▶ _Input_:
****************************************
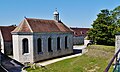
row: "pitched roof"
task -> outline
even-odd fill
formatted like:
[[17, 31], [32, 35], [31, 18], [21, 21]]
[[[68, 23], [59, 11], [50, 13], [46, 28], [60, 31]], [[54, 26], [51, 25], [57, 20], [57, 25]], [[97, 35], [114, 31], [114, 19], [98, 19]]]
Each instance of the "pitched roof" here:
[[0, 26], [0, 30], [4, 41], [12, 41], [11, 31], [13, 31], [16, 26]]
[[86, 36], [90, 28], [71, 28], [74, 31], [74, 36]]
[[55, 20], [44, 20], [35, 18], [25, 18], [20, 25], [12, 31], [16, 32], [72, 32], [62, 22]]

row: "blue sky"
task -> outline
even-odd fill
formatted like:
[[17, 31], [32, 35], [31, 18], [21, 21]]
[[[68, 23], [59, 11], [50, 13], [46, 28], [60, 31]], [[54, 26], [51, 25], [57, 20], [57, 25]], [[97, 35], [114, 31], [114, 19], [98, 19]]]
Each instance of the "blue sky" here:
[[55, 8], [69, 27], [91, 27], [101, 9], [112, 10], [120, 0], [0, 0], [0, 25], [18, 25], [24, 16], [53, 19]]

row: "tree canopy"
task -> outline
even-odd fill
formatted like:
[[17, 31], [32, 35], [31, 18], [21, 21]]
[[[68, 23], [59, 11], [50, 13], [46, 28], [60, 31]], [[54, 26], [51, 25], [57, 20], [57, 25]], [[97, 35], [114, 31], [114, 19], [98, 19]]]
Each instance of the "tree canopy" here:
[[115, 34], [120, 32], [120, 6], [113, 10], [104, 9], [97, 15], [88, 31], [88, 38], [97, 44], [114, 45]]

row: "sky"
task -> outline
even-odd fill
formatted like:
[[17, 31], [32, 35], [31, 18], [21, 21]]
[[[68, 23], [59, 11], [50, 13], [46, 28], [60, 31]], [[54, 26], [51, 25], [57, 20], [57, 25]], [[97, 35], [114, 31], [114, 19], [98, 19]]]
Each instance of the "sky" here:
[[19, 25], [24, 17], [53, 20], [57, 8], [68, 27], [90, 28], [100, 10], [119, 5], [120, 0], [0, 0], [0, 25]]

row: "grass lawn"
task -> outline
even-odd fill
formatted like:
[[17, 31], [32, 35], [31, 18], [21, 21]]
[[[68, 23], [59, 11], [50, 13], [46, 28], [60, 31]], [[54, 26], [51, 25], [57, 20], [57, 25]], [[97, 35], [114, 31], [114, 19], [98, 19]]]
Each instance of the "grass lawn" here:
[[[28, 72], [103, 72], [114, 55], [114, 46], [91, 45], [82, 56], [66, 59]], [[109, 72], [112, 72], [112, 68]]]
****************************************
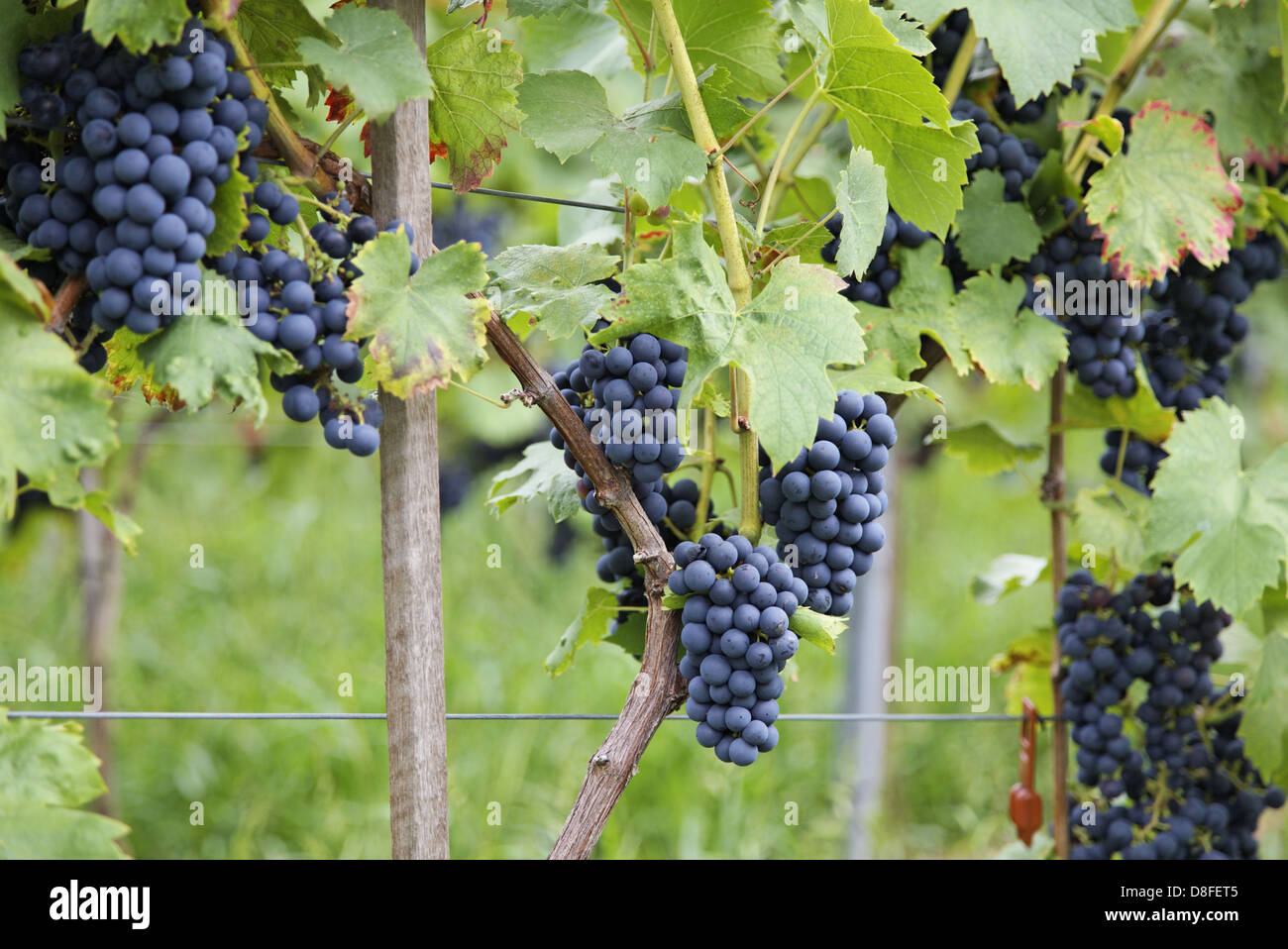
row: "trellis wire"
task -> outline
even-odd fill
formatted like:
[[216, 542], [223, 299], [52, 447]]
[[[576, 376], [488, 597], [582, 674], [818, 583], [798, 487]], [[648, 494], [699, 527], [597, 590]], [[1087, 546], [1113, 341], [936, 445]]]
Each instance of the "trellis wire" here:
****************************************
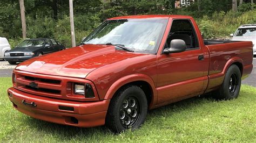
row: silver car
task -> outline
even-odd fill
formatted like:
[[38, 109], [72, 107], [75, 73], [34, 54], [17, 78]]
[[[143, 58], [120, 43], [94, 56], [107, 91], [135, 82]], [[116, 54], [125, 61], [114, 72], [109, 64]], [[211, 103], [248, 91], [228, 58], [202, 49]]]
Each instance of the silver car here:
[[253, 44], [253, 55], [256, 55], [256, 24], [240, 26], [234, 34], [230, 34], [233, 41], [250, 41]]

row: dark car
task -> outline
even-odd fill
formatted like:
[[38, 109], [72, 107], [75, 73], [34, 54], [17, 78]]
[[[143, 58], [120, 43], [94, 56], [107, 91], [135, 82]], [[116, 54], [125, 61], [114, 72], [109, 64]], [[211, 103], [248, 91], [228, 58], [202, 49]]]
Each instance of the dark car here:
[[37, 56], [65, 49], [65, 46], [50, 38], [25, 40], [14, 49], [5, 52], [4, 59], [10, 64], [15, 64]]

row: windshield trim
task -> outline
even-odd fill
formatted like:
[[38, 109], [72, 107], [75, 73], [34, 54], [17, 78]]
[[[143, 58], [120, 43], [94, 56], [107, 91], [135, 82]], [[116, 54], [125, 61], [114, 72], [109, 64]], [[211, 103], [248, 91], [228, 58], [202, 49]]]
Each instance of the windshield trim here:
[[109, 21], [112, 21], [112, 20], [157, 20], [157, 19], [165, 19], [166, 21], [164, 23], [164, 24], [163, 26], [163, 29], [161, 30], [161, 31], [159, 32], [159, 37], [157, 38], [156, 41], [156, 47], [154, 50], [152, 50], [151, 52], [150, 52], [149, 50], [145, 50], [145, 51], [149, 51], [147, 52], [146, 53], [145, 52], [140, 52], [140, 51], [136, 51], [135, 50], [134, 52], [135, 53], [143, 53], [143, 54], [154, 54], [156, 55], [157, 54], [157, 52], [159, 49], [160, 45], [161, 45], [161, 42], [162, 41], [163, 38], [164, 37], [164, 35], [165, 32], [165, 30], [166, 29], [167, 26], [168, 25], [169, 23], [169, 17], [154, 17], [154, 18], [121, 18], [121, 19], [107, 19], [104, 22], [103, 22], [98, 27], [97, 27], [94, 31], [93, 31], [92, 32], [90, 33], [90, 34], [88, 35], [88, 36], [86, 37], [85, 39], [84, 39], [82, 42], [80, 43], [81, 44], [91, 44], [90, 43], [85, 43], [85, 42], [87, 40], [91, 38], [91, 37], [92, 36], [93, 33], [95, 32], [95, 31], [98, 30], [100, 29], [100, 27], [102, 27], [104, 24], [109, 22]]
****************************************
▶ _Exercise goal_:
How many lines in the items above contain the string "windshield", matching case exactly? Reply with the number only.

▶ _Expected output_:
2